--- Apply what you read ---
**A)** Write out the passage of the "Science is not a clique" piece from "About 50 years" up to and including "Core Curriculum nightmare.".
**B)** Answer these questions from the "Science is not a clique" piece:
(i) Who wrote the piece?
(ii) On what date was it published?
(iii) At which university did C.P. Snow deliver his lecture?

--- Extract provided ---
Science is not a clique

Science alone doesn't have all the answers to life.

By Yang Hu

Published November 7, 2010

About 50 years ago, the English physicist and novelist C.P. Snow delivered a lecture at the University of Cambridge titled “The Two Cultures and the Scientific Revolution.” This was his famous lament that “the intellectual life of the whole of Western society is increasingly being split into two polar groups,” with scientists on one side and the literary scholars on the other—a Core Curriculum nightmare.

--- Information provided ---
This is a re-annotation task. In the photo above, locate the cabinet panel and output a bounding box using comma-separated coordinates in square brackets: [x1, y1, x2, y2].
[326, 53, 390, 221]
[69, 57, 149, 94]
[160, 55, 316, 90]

--- Solutions to the problems ---
**A)**
About 50 years ago, the English physicist and novelist C.P. Snow delivered a lecture at the University of Cambridge titled “The Two Cultures and the Scientific Revolution.” This was his famous lament that “the intellectual life of the whole of Western society is increasingly being split into two polar groups,” with scientists on one side and the literary scholars on the other—a Core Curriculum nightmare.

**B)**
(i) Yang Hu
(ii) November 7, 2010
(iii) The University of Cambridge